__THE TASK__: Print every line of the listing exactly, please.

:::::

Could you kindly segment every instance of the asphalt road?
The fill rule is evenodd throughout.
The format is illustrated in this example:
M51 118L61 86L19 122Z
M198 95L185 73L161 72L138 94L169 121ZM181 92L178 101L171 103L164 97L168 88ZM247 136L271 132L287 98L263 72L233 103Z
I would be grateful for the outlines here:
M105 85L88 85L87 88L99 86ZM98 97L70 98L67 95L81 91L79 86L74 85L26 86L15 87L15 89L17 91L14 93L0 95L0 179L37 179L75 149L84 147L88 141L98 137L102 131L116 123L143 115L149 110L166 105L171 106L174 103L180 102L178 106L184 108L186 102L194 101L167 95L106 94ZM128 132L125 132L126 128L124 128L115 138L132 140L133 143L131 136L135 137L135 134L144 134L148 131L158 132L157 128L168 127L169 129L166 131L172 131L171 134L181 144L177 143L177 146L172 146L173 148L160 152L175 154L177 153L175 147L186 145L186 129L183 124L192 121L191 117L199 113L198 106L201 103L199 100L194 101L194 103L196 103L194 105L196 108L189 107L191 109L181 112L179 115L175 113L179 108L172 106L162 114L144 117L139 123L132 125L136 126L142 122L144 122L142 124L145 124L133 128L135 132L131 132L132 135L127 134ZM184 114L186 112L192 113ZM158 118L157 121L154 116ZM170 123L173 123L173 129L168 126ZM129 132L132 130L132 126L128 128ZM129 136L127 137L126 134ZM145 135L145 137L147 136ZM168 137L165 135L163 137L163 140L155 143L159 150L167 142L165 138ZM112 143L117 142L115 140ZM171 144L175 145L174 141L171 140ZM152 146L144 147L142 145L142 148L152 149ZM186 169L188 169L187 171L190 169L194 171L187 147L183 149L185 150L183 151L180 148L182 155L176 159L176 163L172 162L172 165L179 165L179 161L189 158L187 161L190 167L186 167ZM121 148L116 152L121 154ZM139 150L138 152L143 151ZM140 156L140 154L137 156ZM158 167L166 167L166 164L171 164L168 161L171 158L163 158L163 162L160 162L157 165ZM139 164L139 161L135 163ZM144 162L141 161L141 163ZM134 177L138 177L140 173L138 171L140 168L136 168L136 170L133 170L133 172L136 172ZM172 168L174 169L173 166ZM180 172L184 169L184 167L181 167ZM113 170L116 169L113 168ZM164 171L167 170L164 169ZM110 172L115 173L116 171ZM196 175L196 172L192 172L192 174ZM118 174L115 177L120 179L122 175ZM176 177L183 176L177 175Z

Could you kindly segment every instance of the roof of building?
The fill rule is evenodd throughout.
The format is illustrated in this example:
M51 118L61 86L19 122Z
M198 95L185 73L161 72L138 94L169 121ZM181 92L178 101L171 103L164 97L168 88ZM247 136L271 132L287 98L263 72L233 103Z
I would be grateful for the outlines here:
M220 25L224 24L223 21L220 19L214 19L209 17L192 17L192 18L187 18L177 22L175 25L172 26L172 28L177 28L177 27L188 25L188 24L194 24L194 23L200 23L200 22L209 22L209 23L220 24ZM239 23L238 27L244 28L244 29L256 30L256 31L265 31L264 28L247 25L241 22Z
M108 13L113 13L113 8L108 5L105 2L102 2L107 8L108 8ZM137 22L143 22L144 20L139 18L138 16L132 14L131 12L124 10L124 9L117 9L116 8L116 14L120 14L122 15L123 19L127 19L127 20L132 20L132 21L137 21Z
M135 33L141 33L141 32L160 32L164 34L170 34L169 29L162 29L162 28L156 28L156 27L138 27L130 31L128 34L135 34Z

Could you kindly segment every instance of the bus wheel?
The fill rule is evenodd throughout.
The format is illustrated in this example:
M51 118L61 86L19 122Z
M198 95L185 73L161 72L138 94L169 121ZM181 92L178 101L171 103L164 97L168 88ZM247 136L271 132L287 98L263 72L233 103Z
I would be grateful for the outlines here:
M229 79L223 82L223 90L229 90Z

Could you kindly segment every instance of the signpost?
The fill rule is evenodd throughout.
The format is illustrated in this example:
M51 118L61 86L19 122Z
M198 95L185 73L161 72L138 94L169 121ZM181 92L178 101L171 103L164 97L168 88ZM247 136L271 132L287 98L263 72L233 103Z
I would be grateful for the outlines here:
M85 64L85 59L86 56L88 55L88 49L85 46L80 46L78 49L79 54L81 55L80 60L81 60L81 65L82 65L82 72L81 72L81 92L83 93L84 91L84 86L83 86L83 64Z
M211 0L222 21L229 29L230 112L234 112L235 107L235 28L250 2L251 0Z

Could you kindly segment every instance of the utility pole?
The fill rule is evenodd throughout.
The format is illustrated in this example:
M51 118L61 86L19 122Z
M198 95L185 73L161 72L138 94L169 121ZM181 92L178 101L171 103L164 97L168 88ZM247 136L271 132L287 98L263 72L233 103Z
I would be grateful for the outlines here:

:::::

__ANSWER FOR THIS EXERCISE__:
Could you kindly segment every instance of the asphalt road?
The fill rule is evenodd throughout.
The format is illustrated in this example:
M51 118L61 86L19 122Z
M198 95L185 73L161 72L138 94L169 121ZM181 92L178 101L171 103L164 97L168 88ZM247 136L271 132L287 98L263 72L233 103Z
I would be grateful for the outlines here:
M105 85L88 85L87 88L99 86ZM98 97L70 98L67 95L81 91L79 86L74 85L26 86L15 87L15 89L17 91L14 93L0 95L0 179L37 179L75 149L84 147L88 141L98 137L102 131L116 123L143 115L149 110L166 105L171 106L174 103L180 102L178 106L184 108L186 102L194 101L167 95L106 94ZM128 132L125 132L126 128L124 128L115 138L132 140L133 143L131 136L135 137L135 134L144 134L148 131L158 132L157 128L168 127L169 129L166 131L172 131L171 134L181 144L177 143L177 146L172 146L173 148L160 152L175 154L177 153L175 147L186 145L186 129L183 124L192 121L191 117L199 113L198 106L201 103L199 100L194 101L194 103L196 103L194 105L196 108L189 107L191 109L181 112L179 115L175 113L179 108L172 106L162 114L144 117L139 123L132 125L136 126L142 122L144 122L142 124L145 124L133 128L135 132L131 132L132 135L127 134ZM184 114L186 112L192 113ZM158 118L157 121L154 116ZM170 123L173 123L173 129L168 126ZM129 132L132 130L132 126L128 128ZM129 136L127 137L126 134ZM145 135L145 137L147 136ZM168 137L165 135L163 137L163 140L155 143L159 150L167 142L165 138ZM112 143L117 142L115 140ZM171 144L175 145L174 141L171 140ZM152 146L144 147L142 145L142 148L152 149ZM186 169L188 169L187 171L190 169L194 171L187 147L183 149L185 150L183 151L180 148L182 155L176 159L176 163L172 162L172 165L179 165L179 161L189 158L187 161L190 167L186 167ZM121 148L116 152L121 154ZM139 150L138 152L143 151ZM140 156L140 154L137 156ZM158 167L166 167L166 164L171 164L168 161L171 158L163 158L163 162L160 162L157 165ZM139 164L139 161L135 163ZM144 162L141 161L141 163ZM134 177L138 177L140 173L138 171L140 168L136 168L136 170L133 170L133 172L136 172ZM172 168L174 169L173 166ZM180 172L184 169L184 167L181 167ZM113 170L116 169L113 168ZM164 171L167 170L164 169ZM110 172L115 173L116 171ZM196 175L196 172L192 172L192 174ZM118 174L115 177L120 179L122 175ZM176 177L183 176L177 175Z

Could you kindly segment every instance of the roof of building?
The fill rule is evenodd throughout.
The format is illustrated in this example:
M51 118L61 86L19 122Z
M198 95L185 73L161 72L138 94L169 121ZM181 92L178 101L171 103L164 97L168 88ZM247 136L271 132L287 98L263 72L233 103Z
I would be grateful for the outlines here:
M220 25L224 24L223 21L220 19L214 19L209 17L192 17L192 18L187 18L177 22L175 25L172 26L172 28L177 28L177 27L188 25L188 24L194 24L194 23L200 23L200 22L209 22L209 23L220 24ZM239 23L238 27L244 28L244 29L256 30L256 31L265 31L264 28L247 25L241 22Z
M108 13L113 13L113 8L108 5L105 2L102 2L107 8L108 8ZM137 22L143 22L144 20L139 18L138 16L132 14L131 12L124 10L124 9L117 9L116 8L116 14L120 14L122 15L123 19L127 19L127 20L132 20L132 21L137 21Z
M135 33L141 33L141 32L160 32L164 34L170 34L169 29L162 29L162 28L156 28L156 27L138 27L130 31L128 34L135 34Z

Could you kindly segment every instance of the bus wheel?
The fill rule is evenodd throughout.
The format is illustrated in this example:
M51 118L61 86L19 122Z
M198 95L185 73L161 72L138 94L169 121ZM181 92L178 101L171 103L164 97L168 88ZM247 136L271 132L287 98L263 72L233 103Z
I would be grateful for the outlines here:
M229 79L223 82L223 90L229 90Z

Could you kindly segment every instance of the signpost?
The fill rule is evenodd throughout.
The format is illustrated in this example:
M51 118L61 86L19 122Z
M198 95L185 73L161 72L138 94L169 121ZM181 92L178 101L171 103L164 97L168 88ZM247 136L271 132L287 98L263 72L233 103Z
I would be grateful for the outlines here:
M85 64L85 59L86 56L88 55L88 49L85 46L80 46L78 49L79 54L81 55L80 60L81 60L81 65L82 65L82 72L81 72L81 92L83 93L84 91L84 86L83 86L83 64Z
M211 0L222 21L229 29L230 112L234 112L235 107L235 28L250 2L251 0Z

Could you kindly segment every instance of the utility pole?
The fill rule is evenodd throughout.
The format is illustrated in this example:
M51 118L61 86L19 122Z
M198 95L185 73L161 72L138 94L169 121ZM181 92L178 101L171 103L164 97L168 88ZM247 136L271 132L287 98L263 72L233 103Z
I would be grateful for the outlines here:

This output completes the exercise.